Dataset entries:
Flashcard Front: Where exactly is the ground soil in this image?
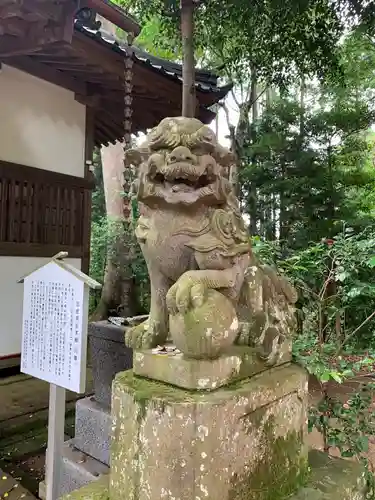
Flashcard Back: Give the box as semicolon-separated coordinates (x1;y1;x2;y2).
0;367;93;497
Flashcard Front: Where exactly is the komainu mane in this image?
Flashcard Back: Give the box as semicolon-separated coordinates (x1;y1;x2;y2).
124;117;297;365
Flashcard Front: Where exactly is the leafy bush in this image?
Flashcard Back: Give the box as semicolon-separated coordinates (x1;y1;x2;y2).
252;226;375;349
252;231;375;496
89;216;150;315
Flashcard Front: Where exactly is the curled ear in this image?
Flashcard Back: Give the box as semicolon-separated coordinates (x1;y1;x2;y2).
123;142;150;169
212;144;236;170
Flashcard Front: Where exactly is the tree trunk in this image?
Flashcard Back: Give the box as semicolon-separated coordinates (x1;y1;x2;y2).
251;66;259;123
264;86;275;240
266;87;272;110
279;157;288;241
249;65;258;235
91;141;137;321
181;0;196;117
299;75;305;142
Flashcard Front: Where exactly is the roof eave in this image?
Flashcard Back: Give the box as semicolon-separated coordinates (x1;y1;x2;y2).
85;0;141;36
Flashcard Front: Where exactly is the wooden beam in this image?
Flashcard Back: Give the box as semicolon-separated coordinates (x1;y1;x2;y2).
0;0;65;23
0;160;94;189
87;87;127;101
85;107;96;165
0;34;47;57
7;54;87;95
72;31;183;101
53;64;104;74
0;18;31;37
95;126;109;146
75;93;101;107
96;112;123;138
0;29;70;57
0;1;78;57
27;46;71;57
0;242;83;258
82;106;95;273
33;55;83;64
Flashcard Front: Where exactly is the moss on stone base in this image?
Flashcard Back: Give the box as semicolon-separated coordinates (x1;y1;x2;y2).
60;476;109;500
229;416;308;500
111;366;308;500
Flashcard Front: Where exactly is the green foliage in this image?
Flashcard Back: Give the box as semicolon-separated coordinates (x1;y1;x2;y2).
117;0;375;85
89;150;150;315
89;216;108;312
253;232;375;496
135;16;181;60
240;92;375;246
89;151;107;312
309;379;375;498
117;0;375;89
91;150;106;225
253;227;375;348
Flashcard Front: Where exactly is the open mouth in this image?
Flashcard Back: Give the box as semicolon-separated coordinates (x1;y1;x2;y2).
152;172;212;191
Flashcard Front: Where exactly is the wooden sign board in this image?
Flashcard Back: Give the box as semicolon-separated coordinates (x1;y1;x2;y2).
20;260;89;393
18;253;101;500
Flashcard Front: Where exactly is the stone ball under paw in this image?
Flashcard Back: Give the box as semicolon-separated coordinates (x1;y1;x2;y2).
169;289;239;359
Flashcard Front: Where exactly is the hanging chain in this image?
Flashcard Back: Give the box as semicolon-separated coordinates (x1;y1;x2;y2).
122;36;135;220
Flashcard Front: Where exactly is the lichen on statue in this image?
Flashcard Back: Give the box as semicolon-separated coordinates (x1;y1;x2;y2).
124;117;297;365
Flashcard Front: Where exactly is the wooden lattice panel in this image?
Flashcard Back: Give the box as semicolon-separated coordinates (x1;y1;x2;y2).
0;160;93;259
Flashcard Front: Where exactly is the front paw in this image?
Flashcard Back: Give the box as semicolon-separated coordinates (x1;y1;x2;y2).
124;319;167;349
257;327;284;366
167;277;206;315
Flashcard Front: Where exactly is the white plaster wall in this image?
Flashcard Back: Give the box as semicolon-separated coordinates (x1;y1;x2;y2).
0;64;86;177
0;257;82;358
0;65;87;360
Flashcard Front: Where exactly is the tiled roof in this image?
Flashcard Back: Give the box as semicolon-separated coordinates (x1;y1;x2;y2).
74;21;232;99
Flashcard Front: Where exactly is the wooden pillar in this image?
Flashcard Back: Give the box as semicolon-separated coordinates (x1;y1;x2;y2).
82;106;95;274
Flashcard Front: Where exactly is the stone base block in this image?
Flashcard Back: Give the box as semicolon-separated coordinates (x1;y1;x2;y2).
111;364;308;500
58;441;109;497
60;476;109;500
133;343;291;391
38;480;46;500
59;451;368;500
74;397;111;466
290;450;367;499
88;321;133;408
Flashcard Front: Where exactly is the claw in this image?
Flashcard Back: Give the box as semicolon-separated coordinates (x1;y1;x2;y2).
167;279;208;315
175;283;191;313
124;319;167;349
166;286;178;316
190;283;205;308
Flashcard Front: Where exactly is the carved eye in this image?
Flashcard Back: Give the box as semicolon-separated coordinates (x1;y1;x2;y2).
148;153;164;176
200;126;216;143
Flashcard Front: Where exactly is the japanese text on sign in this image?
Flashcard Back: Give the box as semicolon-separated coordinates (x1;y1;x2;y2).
21;262;85;393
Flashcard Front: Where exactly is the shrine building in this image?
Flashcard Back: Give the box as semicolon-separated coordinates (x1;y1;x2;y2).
0;0;230;366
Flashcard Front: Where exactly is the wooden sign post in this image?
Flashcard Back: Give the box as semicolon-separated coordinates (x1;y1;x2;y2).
18;252;101;500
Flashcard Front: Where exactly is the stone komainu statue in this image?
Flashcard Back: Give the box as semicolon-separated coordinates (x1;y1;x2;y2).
124;117;297;365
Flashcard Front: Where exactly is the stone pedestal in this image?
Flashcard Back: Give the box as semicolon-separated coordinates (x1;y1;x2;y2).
110;363;309;500
133;343;291;390
74;397;112;466
61;449;368;500
88;321;133;408
59;351;369;500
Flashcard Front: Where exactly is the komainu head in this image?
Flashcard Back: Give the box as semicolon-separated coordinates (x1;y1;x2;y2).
128;117;235;207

• Task prompt:
Give every record again word for word, pictures excluded.

• Task result:
Flashcard Front: Where exactly is the ground soil in this image?
Flashcard Back: Give the box as semicolon-separated coordinates (x1;y1;x2;y2).
0;367;93;497
Flashcard Front: Where exactly is the komainu mane in this image?
Flashcard Back: Give the box as semicolon-separated coordinates (x1;y1;x2;y2).
124;117;297;365
Flashcard Front: Where exactly is the leafy bush in this image?
Flashcard Back: Give the box as semicolon-separated coordinates (x1;y1;x2;y2).
252;226;375;349
252;231;375;496
89;216;150;315
Flashcard Front: Where exactly is the curled ear in this image?
Flashcard Back: Give the box as semicolon-separated coordinates (x1;y1;x2;y2).
123;142;150;169
212;144;236;170
Flashcard Front: Where exactly is the tree trunk in this image?
Flashcard Back: Give the box as semicolon-separated coordinates (x1;y1;x2;y2).
251;66;259;123
264;86;275;240
266;87;272;110
279;157;288;241
249;65;258;235
91;141;137;321
181;0;196;117
299;75;305;142
Flashcard Front: Where exactly is the roof eave in this image?
Flashcard Back: Give the box as semicolon-separated coordinates (x1;y1;x2;y2).
85;0;141;36
Flashcard Front: Where exactly is the wooden beam in this image?
Flashcard Back: Give the box as semicolon-separated coordinates (x1;y1;x2;y2).
0;0;65;23
0;160;94;189
87;87;127;101
85;107;96;165
0;34;47;57
7;54;87;95
72;31;183;101
53;64;104;74
0;18;31;37
95;126;109;146
75;93;101;107
96;112;123;138
0;29;70;57
0;1;78;57
27;46;71;57
0;242;83;258
82;106;95;273
33;55;83;64
Flashcard Front: Where exactly is the moss on stone base in this image?
Flashcard Back: Give the box as semicolon-separated coordinates (x1;y1;x2;y2).
60;476;109;500
229;416;308;500
111;366;308;500
Flashcard Front: Where exactly is the green foliage in this image?
Flashcard Back: Give the box as semicolon-separated coordinates (x1;y1;x2;y2).
117;0;375;85
89;150;150;315
89;216;108;312
253;232;375;496
135;16;181;60
240;92;375;246
89;151;107;312
309;379;375;498
117;0;375;89
91;150;106;225
253;227;375;348
Flashcard Front: Where exactly is the open mouth in this image?
Flashcard Back: Give the box as semicolon-separated coordinates (x1;y1;x2;y2).
152;172;212;191
Flashcard Front: Where exactly is the wooden sign board in this image?
Flashcard Back: Give the box as semicolon-separated coordinates (x1;y1;x2;y2).
20;260;89;393
18;253;101;500
Flashcard Front: Where exactly is the stone ball under paw in this image?
Flashcard Back: Give the box as semicolon-separated coordinates (x1;y1;x2;y2).
169;289;239;359
Flashcard Front: Where exactly is the hanging chain in this image?
Flashcard Back: Give the box as semicolon-separated coordinates (x1;y1;x2;y2).
122;36;135;220
Flashcard Front: Where exactly is the lichen on statue in this image?
Flashcard Back: Give the box as semicolon-separated coordinates (x1;y1;x2;y2).
124;117;297;365
Flashcard Front: Where exactly is the wooden lattice panel in this image?
Flashcard Back: Give the box as semicolon-separated coordinates (x1;y1;x2;y2).
0;160;93;259
Flashcard Front: Where exactly is the front paw in this image?
Flashcard Back: Give the box as semicolon-separated coordinates (x1;y1;x2;y2).
124;319;167;349
257;327;284;366
167;277;206;315
Flashcard Front: Where exactly is the white plaster wall in this image?
Flashcard Back: Give the box as semicolon-separated coordinates (x1;y1;x2;y2).
0;64;86;177
0;257;82;358
0;65;87;360
Flashcard Front: Where exactly is the tiled roof in this image?
Flashcard Back: Give the box as semicolon-separated coordinates (x1;y1;x2;y2).
74;21;232;99
Flashcard Front: Where exactly is the wooden pillar in this image?
Flashcard Back: Give the box as semicolon-separated coordinates (x1;y1;x2;y2).
82;106;95;274
Flashcard Front: Where exactly is the stone base block in this image?
Flashcard Back: Give the box as semicolon-separated coordinates (x1;y1;x2;y2).
111;364;308;500
58;441;109;497
60;476;109;500
133;343;291;391
38;480;46;500
59;451;368;500
74;397;111;466
290;450;367;499
88;321;133;408
Flashcard Front: Where exactly is the claw in this image?
Flashcard Back: Give the box as semicolon-separated coordinates (x1;y1;x2;y2).
167;279;208;315
175;283;191;313
124;319;167;349
166;286;178;316
190;283;205;308
Flashcard Front: Where exactly is the carved eye in this image?
Flashcard Back: Give the box as semicolon-separated coordinates (x1;y1;x2;y2).
148;153;164;176
200;126;216;143
Flashcard Front: Where exactly is the japanese text on sign in this image?
Flashcard Back: Give the box as semicolon-separated coordinates (x1;y1;x2;y2).
21;262;85;393
Flashcard Front: Where exactly is the shrine building in this image?
Flashcard Back: Give the box as semicolon-separated coordinates (x1;y1;x2;y2).
0;0;230;366
Flashcard Front: Where exactly is the wooden sign post in this image?
Flashcard Back: Give the box as semicolon-separated coordinates (x1;y1;x2;y2).
18;252;101;500
Flashcard Front: Where exactly is the stone komainu statue in this image?
Flashcard Back: Give the box as semicolon-separated coordinates (x1;y1;x2;y2).
124;117;297;365
Flashcard Front: Where exactly is the stone pedestal in this image?
Flashcard Back: Give the box as semicolon-separated coordinates (x1;y1;x2;y2).
110;363;309;500
133;343;291;390
74;397;112;466
61;449;368;500
88;321;133;408
59;351;369;500
Flashcard Front: Where exactly is the komainu head in this image?
Flashcard Back: Give the box as semicolon-separated coordinates (x1;y1;x2;y2).
128;117;235;207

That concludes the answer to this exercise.